>> Begin Extracted entries

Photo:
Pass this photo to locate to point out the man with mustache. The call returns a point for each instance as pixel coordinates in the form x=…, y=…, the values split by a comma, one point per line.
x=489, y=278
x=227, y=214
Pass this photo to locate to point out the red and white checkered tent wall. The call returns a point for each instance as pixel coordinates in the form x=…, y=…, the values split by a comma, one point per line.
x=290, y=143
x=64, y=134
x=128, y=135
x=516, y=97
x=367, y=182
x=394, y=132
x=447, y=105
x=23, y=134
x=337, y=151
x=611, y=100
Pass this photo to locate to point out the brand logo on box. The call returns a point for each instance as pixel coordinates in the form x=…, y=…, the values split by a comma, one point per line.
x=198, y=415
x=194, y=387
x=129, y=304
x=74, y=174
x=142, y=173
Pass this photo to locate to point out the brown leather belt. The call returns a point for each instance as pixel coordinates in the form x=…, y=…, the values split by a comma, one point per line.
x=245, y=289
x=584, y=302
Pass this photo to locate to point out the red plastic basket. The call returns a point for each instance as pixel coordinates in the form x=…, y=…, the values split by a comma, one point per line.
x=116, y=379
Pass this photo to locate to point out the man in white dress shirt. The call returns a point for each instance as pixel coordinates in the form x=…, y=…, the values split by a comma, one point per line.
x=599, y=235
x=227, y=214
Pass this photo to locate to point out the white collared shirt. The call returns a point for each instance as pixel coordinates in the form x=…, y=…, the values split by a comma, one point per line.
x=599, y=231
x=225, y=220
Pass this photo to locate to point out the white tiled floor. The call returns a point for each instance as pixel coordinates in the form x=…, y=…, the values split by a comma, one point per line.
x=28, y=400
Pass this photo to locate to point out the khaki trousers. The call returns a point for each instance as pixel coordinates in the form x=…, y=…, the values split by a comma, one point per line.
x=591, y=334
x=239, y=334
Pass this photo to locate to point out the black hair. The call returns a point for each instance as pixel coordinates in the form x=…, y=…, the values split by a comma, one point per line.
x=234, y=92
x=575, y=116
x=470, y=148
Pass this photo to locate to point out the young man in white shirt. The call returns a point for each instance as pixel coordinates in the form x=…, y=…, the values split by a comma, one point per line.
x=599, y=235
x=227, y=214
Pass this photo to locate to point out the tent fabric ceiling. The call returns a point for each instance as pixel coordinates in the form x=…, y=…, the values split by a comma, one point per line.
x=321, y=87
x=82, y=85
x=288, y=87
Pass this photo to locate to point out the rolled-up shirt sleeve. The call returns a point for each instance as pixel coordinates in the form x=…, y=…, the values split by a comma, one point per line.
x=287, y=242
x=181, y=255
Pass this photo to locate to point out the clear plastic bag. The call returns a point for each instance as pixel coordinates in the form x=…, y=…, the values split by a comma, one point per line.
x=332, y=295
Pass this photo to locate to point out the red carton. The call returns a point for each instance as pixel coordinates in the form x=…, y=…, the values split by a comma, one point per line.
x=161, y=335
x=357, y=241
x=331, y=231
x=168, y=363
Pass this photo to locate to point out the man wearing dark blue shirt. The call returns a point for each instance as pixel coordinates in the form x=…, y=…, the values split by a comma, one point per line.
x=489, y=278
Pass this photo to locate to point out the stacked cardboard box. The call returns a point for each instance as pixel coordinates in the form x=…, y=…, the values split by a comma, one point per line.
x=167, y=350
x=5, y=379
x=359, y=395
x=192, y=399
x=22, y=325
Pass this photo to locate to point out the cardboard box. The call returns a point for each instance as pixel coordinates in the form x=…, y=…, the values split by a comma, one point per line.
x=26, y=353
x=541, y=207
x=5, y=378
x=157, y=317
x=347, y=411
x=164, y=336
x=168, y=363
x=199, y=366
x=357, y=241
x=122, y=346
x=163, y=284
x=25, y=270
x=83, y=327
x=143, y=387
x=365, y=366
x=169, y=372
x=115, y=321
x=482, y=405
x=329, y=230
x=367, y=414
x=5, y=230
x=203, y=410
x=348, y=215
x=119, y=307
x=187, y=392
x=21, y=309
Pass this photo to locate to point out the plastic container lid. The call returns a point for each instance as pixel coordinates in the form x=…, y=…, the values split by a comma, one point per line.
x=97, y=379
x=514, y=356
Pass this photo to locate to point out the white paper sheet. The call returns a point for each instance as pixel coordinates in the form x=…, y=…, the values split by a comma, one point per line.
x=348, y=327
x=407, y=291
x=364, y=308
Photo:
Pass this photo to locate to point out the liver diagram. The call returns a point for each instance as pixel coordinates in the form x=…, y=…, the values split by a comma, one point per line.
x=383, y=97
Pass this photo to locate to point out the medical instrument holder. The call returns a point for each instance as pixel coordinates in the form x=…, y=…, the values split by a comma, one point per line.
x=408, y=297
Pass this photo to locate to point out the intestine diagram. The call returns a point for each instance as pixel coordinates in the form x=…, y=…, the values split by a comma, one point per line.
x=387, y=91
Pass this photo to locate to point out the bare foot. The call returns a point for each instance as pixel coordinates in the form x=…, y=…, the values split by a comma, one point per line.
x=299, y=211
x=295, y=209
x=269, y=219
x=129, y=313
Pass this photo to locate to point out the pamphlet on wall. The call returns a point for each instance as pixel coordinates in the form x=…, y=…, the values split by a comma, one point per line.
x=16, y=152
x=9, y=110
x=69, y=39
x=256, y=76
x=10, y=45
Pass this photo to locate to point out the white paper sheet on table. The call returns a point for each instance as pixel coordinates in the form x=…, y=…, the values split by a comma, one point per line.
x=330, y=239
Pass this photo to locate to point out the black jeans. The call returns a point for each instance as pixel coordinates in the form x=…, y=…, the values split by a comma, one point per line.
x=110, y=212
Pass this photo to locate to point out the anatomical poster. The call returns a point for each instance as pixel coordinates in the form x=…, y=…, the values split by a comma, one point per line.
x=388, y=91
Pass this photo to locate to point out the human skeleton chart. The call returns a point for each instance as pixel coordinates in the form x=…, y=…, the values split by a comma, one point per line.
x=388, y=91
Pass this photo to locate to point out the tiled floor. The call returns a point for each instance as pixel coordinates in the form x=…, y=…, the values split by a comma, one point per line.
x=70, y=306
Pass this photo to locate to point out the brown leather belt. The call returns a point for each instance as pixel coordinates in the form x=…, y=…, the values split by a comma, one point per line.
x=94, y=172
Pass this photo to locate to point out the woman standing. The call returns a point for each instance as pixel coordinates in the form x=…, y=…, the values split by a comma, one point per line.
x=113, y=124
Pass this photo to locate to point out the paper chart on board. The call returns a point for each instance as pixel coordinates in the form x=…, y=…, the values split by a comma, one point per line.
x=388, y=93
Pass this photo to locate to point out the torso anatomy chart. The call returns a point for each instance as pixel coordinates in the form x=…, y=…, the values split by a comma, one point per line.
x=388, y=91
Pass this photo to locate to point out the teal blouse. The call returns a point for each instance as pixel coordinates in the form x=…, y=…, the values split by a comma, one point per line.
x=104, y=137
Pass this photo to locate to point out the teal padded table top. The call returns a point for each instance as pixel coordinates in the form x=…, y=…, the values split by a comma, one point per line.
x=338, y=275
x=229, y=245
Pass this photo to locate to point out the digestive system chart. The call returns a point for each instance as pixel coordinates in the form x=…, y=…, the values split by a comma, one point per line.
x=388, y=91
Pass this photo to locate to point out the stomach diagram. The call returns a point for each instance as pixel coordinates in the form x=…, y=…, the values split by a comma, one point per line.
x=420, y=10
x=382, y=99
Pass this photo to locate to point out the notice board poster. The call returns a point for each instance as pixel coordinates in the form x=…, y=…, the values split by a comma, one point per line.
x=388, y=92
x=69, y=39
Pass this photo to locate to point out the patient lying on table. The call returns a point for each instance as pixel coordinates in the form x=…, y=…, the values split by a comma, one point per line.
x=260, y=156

>> End Extracted entries

Your task> Transcribe all the entries, keeping each one exactly as it is.

Task result>
Photo:
Pass this photo to locate to point out the man with mustache. The call returns a point for each instance as pixel coordinates in the form x=…, y=…, the values split by a comma, one point per line.
x=489, y=278
x=227, y=214
Pass this photo to locate to point out the red and white checkered tent wall. The call returns a point for each instance as pixel coordinates in the form x=…, y=…, the values split by a comma, one point per line.
x=290, y=143
x=64, y=134
x=128, y=135
x=516, y=97
x=367, y=182
x=394, y=132
x=447, y=105
x=23, y=134
x=337, y=151
x=611, y=100
Pass this photo to locate to point out the brand logo on box. The call returns a point for each instance as pixel coordinates in the form x=…, y=…, the values split by a comma, one point per line.
x=198, y=415
x=194, y=387
x=129, y=304
x=74, y=174
x=142, y=173
Pass this photo to locate to point out the brown leather belt. The call returns a point for each instance as pixel coordinates in the form x=…, y=…, the values split by a comma, one point per line.
x=245, y=289
x=584, y=302
Pass this photo to locate to point out the red plastic basket. The call returns a point for each instance as pixel coordinates in the form x=…, y=…, the values split by a comma, one point per line.
x=116, y=379
Pass this photo to locate to point out the man in white dress shirt. The call returns a point for each instance as pixel coordinates in the form x=…, y=…, the values split by a comma, one point per line.
x=599, y=235
x=227, y=214
Pass this photo to locate to point out the white collared shirt. The call returns a point for each instance as pixel coordinates in the form x=…, y=…, the values split by a comma, one point per line.
x=599, y=231
x=225, y=220
Pass this photo to locate to point out the white tiled floor. The call returns a point for each instance as pixel coordinates in the form x=…, y=…, the values split by a comma, one point per line.
x=28, y=400
Pass this photo to locate to point out the khaki trousers. The call returns a point for each instance as pixel coordinates in the form x=…, y=…, the values split by a comma, one point per line.
x=591, y=334
x=239, y=334
Pass this photo to locate to point out the black hair. The call returns a point for each instance as pixel coordinates in the form x=…, y=…, the values split by a comma, one point per line.
x=234, y=92
x=575, y=116
x=470, y=148
Pass this photo to locate to point out the young man in white shirt. The call returns a point for each instance as pixel coordinates in the form x=…, y=…, the values split by a comma, one point per line.
x=599, y=235
x=227, y=214
Pass this photo to locate to point out the tent fabric ceiling. The call returns a point for each instance as pixel coordinates in the form x=…, y=…, the values split by a comma, one point per line.
x=321, y=87
x=82, y=85
x=288, y=87
Pass this photo to locate to point out the rolled-up shirt sleeve. The call returns a point for each instance as pixel coordinates in the form x=…, y=…, the values split by a comma, one point per line.
x=287, y=242
x=181, y=255
Pass this photo to locate to point out the clear plastic bag. The call returns a point for each instance as pixel coordinates in the form x=…, y=…, the values split by a comma, one point per line.
x=332, y=295
Pass this photo to locate to point out the red carton. The call returns a point for each instance as pixel coordinates in the form x=…, y=…, the values split by a comma, one point per line.
x=161, y=335
x=357, y=241
x=331, y=231
x=168, y=363
Pass this photo to locate to point out the man wearing dark blue shirt. The call returns a point for each instance as pixel coordinates in the form x=…, y=…, the values split by a comma, one point per line.
x=489, y=278
Pass this photo to locate to point out the stacked cardboard box. The call returns a point for each instance as pixel coordinates in the form x=…, y=…, the values split by a comma, one point per line.
x=167, y=350
x=5, y=379
x=359, y=395
x=192, y=399
x=22, y=325
Pass this photo to locate to point out the cardboard box. The call returns a point for each instance as pixel coordinates in the form x=…, y=…, the values split by a comma, one point per line.
x=26, y=353
x=541, y=207
x=5, y=378
x=157, y=317
x=347, y=411
x=164, y=336
x=168, y=363
x=199, y=366
x=357, y=241
x=122, y=346
x=163, y=284
x=25, y=270
x=83, y=327
x=143, y=387
x=365, y=366
x=169, y=372
x=115, y=321
x=482, y=405
x=329, y=230
x=367, y=414
x=5, y=230
x=203, y=410
x=348, y=215
x=119, y=307
x=187, y=392
x=21, y=309
Pass this photo to locate to point out the plastic container lid. The call returns a point for each instance as pixel coordinates in the form x=…, y=…, the values split by a comma, one point per line.
x=97, y=379
x=514, y=356
Pass this photo to locate to point out the white paper sheet. The call returns a point for each instance as pixel coordinates in the form x=…, y=…, the values split by a comma, one point per line.
x=348, y=327
x=407, y=291
x=364, y=308
Photo:
Pass this photo to locate to point out the liver diagram. The call returns a point for each instance as pixel coordinates in the form x=…, y=…, the values split by a comma, one point per line.
x=383, y=97
Pass this photo to locate to point out the medical instrument holder. The call returns a point for each instance as pixel coordinates in the form x=…, y=…, the values split by a comma, one point per line.
x=408, y=297
Pass this photo to locate to point out the intestine diagram. The call returns a point for each instance as pixel coordinates in the form x=…, y=…, the values split by a comma, one point per line.
x=387, y=91
Pass this photo to locate to point out the bare foot. The call returns a point for each instance as pixel coordinates in the form x=…, y=…, the values split by a comma, one point per line.
x=299, y=211
x=295, y=209
x=269, y=219
x=129, y=313
Pass this photo to locate to point out the pamphlet on wall. The call returns a point for each instance as pixel coordinates in the form x=…, y=…, the values split by a comma, one point per line.
x=16, y=152
x=9, y=110
x=69, y=39
x=256, y=76
x=10, y=45
Pass this photo to locate to point out the white paper sheet on table. The call returns a point for each instance as pixel coordinates in the form x=…, y=…, the values split by a comma, one point per line.
x=330, y=239
Pass this photo to locate to point out the black jeans. The call returns a point for each instance as pixel coordinates in the form x=…, y=…, the values split by a comma, one point per line.
x=110, y=212
Pass this photo to locate to point out the anatomical poster. The call returns a point for each instance as pixel coordinates in the form x=…, y=…, the values split by a comma, one point per line.
x=388, y=91
Pass this photo to locate to point out the human skeleton chart. The call returns a point for each instance as pixel coordinates in the form x=…, y=…, the values split by a comma, one point per line.
x=388, y=91
Pass this photo to locate to point out the tiled floor. The call returns a point for each instance as pixel coordinates in the form x=…, y=…, the values split by a comma, one point per line.
x=70, y=306
Pass this photo to locate to point out the brown leather belt. The call returns a point for each instance as pixel coordinates in the form x=…, y=…, the values split by a comma, one point per line.
x=94, y=172
Pass this photo to locate to point out the woman standing. The call returns a point for each instance as pixel coordinates in the form x=…, y=…, the values split by a comma, one point per line.
x=113, y=124
Pass this photo to locate to point out the paper chart on board. The call returns a point for each instance as pixel coordinates in the form x=…, y=…, the values split by a comma, one point per line.
x=388, y=93
Pass this photo to locate to point out the torso anatomy chart. The call returns a point for each instance as pixel coordinates in the form x=…, y=…, the values split by a comma, one point per line.
x=388, y=91
Pass this photo to locate to point out the teal blouse. The call returns a point for each instance as pixel coordinates in the form x=…, y=…, the values split by a comma, one point per line.
x=104, y=137
Pass this photo to locate to point out the teal padded table top. The call returns a point for each instance as pixel coordinates in the form x=…, y=…, the values split by a comma, one point per line.
x=338, y=275
x=229, y=245
Pass this photo to locate to point out the digestive system chart. The call returns a point for each instance as pixel coordinates in the form x=…, y=…, the values split by a comma, one point per line.
x=388, y=91
Pass this photo to locate to point out the stomach diagram. The call returns a point for each instance as pixel coordinates in the form x=…, y=…, the values split by a comma, one point per line.
x=420, y=10
x=382, y=99
Pass this photo to locate to point out the notice board poster. The call returns a point for each instance as pixel coordinates in the form x=…, y=…, the values split by a comma, one point per line.
x=388, y=92
x=69, y=39
Pass this photo to locate to point out the patient lying on table. The call returns a point for each instance as pixel coordinates in the form x=…, y=…, the values split by a comma, one point per line.
x=260, y=156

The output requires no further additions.